--- START OF EXTRACT TO READ ---
WHERE THE TRUSH SINGS

By Brother Linus Walker c2001

 

WHERE THE TRUSH SINGS 

In old Doonane the thrush is singing
Its lays of joy to a wakening world.

 A lovely countryside, even in its bleak moods. After the easy plain southwards from Athy it is a long trying climb, but the view from the top repays the effort. Below, in a saucer-shaped valley, lies a haven of south-east Laois and of north-west Kilkenny, a valley protected by its rim of hills from the bog lands of the Central Plain, from the fat dairy-lands to the west and south, and from the swelling corn-fields of Idrone in eastern Carlow. Coming from the Barrow one must ascend by The Rushes, Killeshin or Rossmore; from Stradbally's lovely vale Crossard and The Windy Gap will test resolve; from Portlaoise via Timahoe the climb by The Blacksticks will try the lungs and tire the legs, while eastwards from Abbeyleix and Ballinakill the unrelenting brows of Knockcrogisheen, and Knockardigur will daunt the faint of heart. The traveller concerned for ease will approach from Kilkenny and Castlecomer, but, though his pain be the less, his pleasure will be correspondingly diluted. His the case of one who wakes to sunshine too late to see the sunrise. From the height of Rossmore atop the eastern rim St. Patrick hurled his triple curse on this valley. All because the ascent had broken his chariot-tree. A hard path and a hard man! Long before that day a Celtic clan had named the same ridge. From here the plain below, even in the most watery of sunshine, forever allures. A prophetess, who for seventy years had lived hard by, once asked me: "And why should I go to Killarney, when I can look at this every day?" Up here, one may sit and admire, hear the call of the quiet fields, follow the outline of countless streams, number the tree-clusters or imagine oneself lost in the woods along the Deen and Dinan. Only a year or two since, a man wrote of that ridge over to the south-west, and called his book The Road To Donaguile.1 Yet, he was a Corkman born, living and working in Eastern Canada. Surely that says something of our place.

From any point on the saucer-rim distance does more than lend enchantment to the view. It also deceives. Good farmland, you'd tell yourself, looking across the valley, and you'd be wrong. Even with modern methods that smiling plain, the old Magh Leithid of Idough, does little to reward cultivation, and affords only a sparse pasturage. Cold ground and a wet, heavy soil. Doib bhui. Once it was a plateau, a high limestone tableland, but centuries of erosion have created a depression, cradled within a mountain rim of more stubborn material. A slow land, unrewarding to sweat, spade or plough, sparsely responding to fertiliser, but with a mineral wealth lying undisturbed for aeons. Our fireclays are worked even today, but neither iron nor coal any longer constitutes a commercial proposition. Or so we're told, though locally there are many to doubt it. From early times, and more particularly for the three hundred years from 1650, iron and coal working constituted a living for the many and brought riches to the few. Here, as at Waterloo, one treads upon an empire's dust. That empire we shall consider later, but must first concentrate upon the small rural parish of Doonane-Mayo. Not a quiet-watered land, not a land of roses, but, for the one permitted to see and understand a rich and rare land.
--- END OF EXTRACT TO READ ---
__BRIEF 1__
Decide whether each statement agrees with the essay on Doonane, answering yes or no and quoting the words of the essay that settle it: (a) A traveller who wants an easy route should come from Kilkenny and Castlecomer. (b) The soil of the valley is light and dry. (c) Coal is still a commercial proposition in the area.
The text and the entries have no connection to each other.
--- START OF EXCERPTED DATA ---
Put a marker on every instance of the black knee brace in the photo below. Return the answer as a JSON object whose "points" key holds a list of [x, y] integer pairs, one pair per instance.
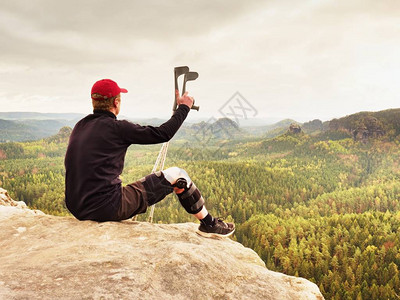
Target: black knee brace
{"points": [[190, 199], [157, 187]]}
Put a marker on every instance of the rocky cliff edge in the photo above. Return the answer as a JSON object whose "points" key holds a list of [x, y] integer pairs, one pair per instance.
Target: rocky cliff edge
{"points": [[48, 257]]}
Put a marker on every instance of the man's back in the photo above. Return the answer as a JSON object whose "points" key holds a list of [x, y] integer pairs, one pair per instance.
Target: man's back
{"points": [[93, 163]]}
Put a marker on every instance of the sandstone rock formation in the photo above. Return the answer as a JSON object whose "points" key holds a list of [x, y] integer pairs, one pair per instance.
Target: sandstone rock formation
{"points": [[48, 257]]}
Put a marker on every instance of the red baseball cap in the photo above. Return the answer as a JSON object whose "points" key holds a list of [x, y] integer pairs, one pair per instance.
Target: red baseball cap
{"points": [[106, 88]]}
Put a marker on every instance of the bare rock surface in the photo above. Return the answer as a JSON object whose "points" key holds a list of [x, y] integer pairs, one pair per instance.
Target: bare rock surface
{"points": [[48, 257]]}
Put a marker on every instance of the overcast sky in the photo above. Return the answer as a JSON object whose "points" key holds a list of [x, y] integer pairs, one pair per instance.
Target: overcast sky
{"points": [[288, 59]]}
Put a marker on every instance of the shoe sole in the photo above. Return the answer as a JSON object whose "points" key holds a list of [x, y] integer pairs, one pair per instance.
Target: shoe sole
{"points": [[213, 235]]}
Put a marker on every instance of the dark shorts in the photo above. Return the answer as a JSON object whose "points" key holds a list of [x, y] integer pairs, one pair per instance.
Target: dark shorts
{"points": [[137, 196]]}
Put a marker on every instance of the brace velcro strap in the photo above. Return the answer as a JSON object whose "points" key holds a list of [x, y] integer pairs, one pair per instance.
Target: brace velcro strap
{"points": [[198, 204], [189, 192]]}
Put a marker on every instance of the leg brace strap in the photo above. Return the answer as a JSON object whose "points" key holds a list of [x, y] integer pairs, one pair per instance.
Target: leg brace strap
{"points": [[191, 199]]}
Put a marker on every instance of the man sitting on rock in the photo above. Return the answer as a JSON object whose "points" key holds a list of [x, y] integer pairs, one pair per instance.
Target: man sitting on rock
{"points": [[95, 159]]}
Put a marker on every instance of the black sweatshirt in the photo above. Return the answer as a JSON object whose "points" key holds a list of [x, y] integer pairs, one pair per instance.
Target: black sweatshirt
{"points": [[95, 159]]}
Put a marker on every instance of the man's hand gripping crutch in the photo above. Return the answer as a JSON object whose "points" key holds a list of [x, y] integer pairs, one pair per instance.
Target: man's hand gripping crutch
{"points": [[179, 99]]}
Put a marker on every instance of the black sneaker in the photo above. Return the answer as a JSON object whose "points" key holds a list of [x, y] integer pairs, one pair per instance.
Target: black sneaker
{"points": [[220, 228]]}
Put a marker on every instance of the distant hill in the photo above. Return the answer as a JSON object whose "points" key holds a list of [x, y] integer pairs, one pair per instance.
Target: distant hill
{"points": [[28, 130], [39, 116], [364, 125]]}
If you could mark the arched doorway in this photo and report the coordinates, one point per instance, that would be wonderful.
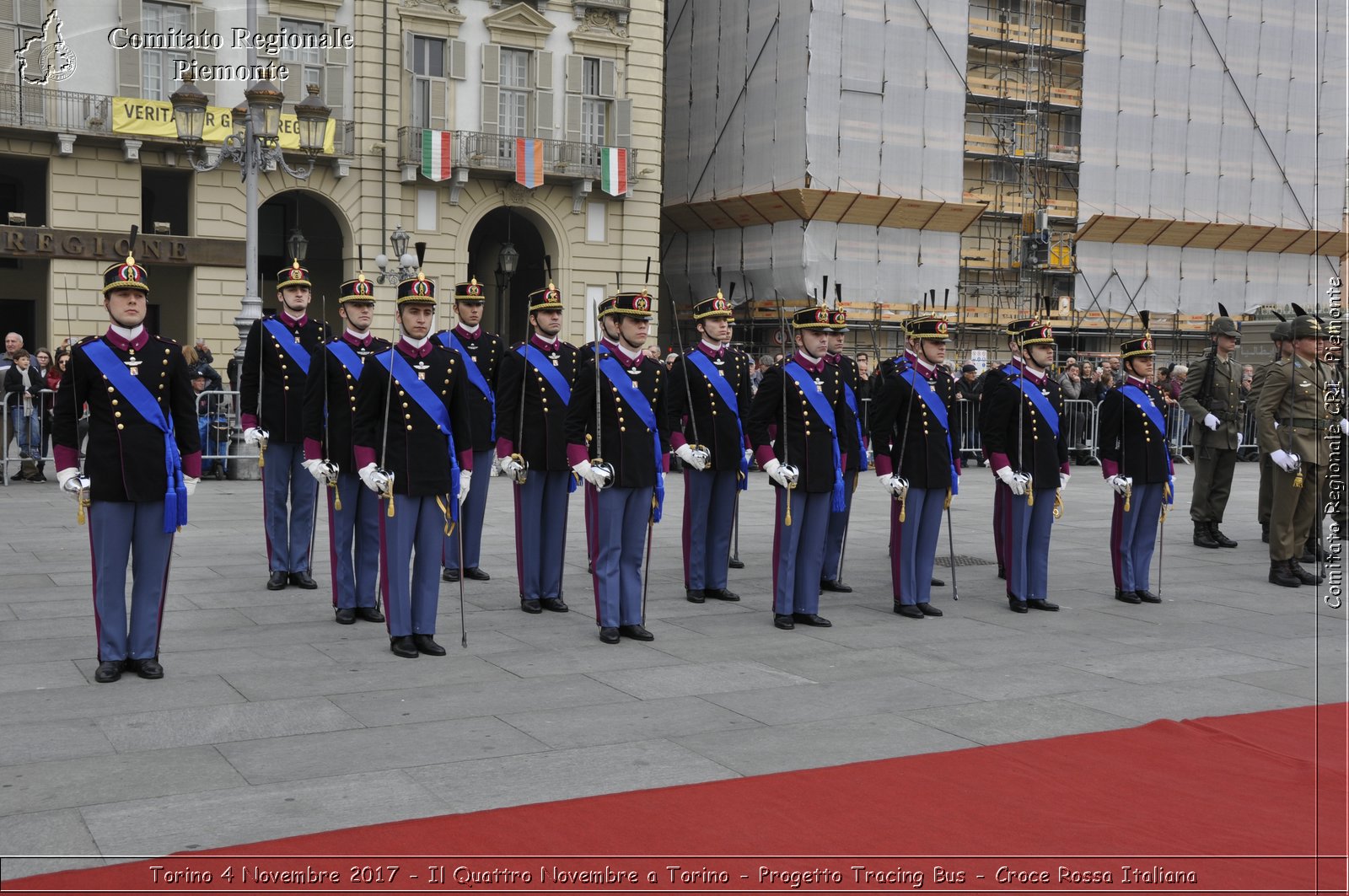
(508, 308)
(278, 219)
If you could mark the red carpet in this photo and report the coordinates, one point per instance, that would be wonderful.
(1245, 803)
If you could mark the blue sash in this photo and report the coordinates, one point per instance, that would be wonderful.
(428, 401)
(636, 400)
(135, 392)
(850, 399)
(476, 375)
(1040, 402)
(288, 343)
(923, 389)
(825, 410)
(348, 358)
(1153, 413)
(540, 362)
(728, 395)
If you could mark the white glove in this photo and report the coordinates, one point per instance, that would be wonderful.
(375, 478)
(324, 471)
(899, 486)
(1013, 480)
(513, 467)
(1286, 462)
(594, 475)
(782, 474)
(695, 459)
(72, 482)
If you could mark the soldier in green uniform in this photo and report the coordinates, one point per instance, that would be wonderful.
(1212, 395)
(1282, 336)
(1297, 426)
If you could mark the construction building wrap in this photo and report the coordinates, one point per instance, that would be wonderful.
(1218, 111)
(858, 98)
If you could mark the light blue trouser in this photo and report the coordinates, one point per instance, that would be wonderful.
(799, 550)
(411, 537)
(540, 534)
(911, 566)
(708, 510)
(1029, 548)
(1133, 536)
(289, 530)
(471, 516)
(354, 543)
(119, 529)
(838, 525)
(620, 543)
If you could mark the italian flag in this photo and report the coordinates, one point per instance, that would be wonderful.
(436, 154)
(614, 170)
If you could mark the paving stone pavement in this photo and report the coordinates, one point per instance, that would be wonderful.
(273, 721)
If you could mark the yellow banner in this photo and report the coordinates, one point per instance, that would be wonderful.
(154, 118)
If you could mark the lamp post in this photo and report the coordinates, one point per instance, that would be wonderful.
(406, 260)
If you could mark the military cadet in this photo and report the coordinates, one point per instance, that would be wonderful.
(1282, 336)
(710, 389)
(143, 462)
(276, 366)
(803, 399)
(1029, 453)
(485, 350)
(1295, 426)
(415, 447)
(915, 462)
(532, 447)
(1132, 444)
(622, 455)
(1000, 490)
(330, 416)
(852, 446)
(1212, 395)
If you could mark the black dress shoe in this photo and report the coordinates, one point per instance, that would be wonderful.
(1281, 574)
(146, 668)
(370, 614)
(402, 646)
(304, 581)
(108, 671)
(427, 644)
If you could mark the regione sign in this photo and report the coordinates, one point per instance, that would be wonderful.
(154, 118)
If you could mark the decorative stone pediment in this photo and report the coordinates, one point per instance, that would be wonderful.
(519, 26)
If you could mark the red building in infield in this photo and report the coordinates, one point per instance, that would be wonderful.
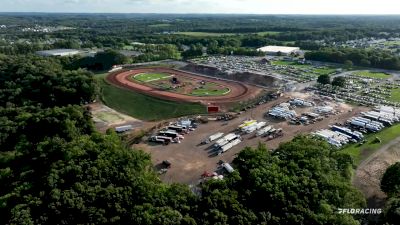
(212, 109)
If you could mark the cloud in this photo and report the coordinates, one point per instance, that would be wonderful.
(206, 6)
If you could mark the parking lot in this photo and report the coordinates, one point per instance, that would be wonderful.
(190, 159)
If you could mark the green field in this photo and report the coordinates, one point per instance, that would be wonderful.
(144, 107)
(148, 77)
(210, 92)
(160, 25)
(395, 96)
(360, 152)
(205, 34)
(372, 74)
(268, 33)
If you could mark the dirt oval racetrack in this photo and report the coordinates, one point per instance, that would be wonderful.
(238, 91)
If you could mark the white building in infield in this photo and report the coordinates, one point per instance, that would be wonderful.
(275, 50)
(59, 52)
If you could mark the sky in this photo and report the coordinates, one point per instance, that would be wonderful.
(205, 6)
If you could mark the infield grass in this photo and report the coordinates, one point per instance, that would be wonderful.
(142, 106)
(148, 77)
(372, 74)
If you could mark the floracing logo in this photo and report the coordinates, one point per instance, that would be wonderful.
(359, 211)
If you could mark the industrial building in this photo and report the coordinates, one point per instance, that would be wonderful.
(276, 50)
(58, 52)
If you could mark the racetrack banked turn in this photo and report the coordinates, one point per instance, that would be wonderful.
(239, 91)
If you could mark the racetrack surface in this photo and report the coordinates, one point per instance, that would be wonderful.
(239, 91)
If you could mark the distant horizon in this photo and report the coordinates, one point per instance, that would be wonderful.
(240, 7)
(183, 13)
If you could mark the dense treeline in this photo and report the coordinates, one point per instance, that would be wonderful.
(359, 57)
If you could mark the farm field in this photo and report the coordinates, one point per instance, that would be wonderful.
(210, 34)
(372, 74)
(160, 25)
(205, 34)
(144, 107)
(148, 77)
(360, 152)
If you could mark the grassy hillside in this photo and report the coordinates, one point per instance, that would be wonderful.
(360, 152)
(142, 106)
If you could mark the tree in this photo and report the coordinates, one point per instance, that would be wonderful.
(324, 79)
(283, 187)
(339, 81)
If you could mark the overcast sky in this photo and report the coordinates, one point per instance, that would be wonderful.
(206, 6)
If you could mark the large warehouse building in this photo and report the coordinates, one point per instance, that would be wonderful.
(275, 50)
(58, 52)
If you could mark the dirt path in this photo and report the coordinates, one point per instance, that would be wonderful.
(368, 174)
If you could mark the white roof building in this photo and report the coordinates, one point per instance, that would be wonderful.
(273, 50)
(58, 52)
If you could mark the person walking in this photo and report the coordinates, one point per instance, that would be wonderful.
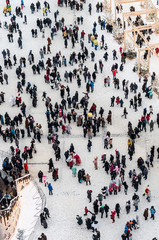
(146, 212)
(95, 163)
(50, 189)
(152, 211)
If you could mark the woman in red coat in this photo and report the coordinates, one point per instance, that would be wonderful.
(26, 167)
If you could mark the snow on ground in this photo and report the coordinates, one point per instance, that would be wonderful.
(69, 196)
(30, 202)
--- END OF EXCERPTED DATA ---
__BRIEF 2__
Pick out every line of the entries that contains the word "sandstone".

__FINISHED ANSWER 1__
(a) Yes: "The traveller concerned for ease will approach from Kilkenny and Castlecomer"
(b) No: "Cold ground and a wet, heavy soil."
(c) No: "neither iron nor coal any longer constitutes a commercial proposition"

__FINISHED ANSWER 2__
Put a marker on every instance of the sandstone rock formation in the photo above. Return the answer as a JSON object whose "points" key holds a list of [x, y] integer pairs, one pair per instance.
Target: sandstone rock formation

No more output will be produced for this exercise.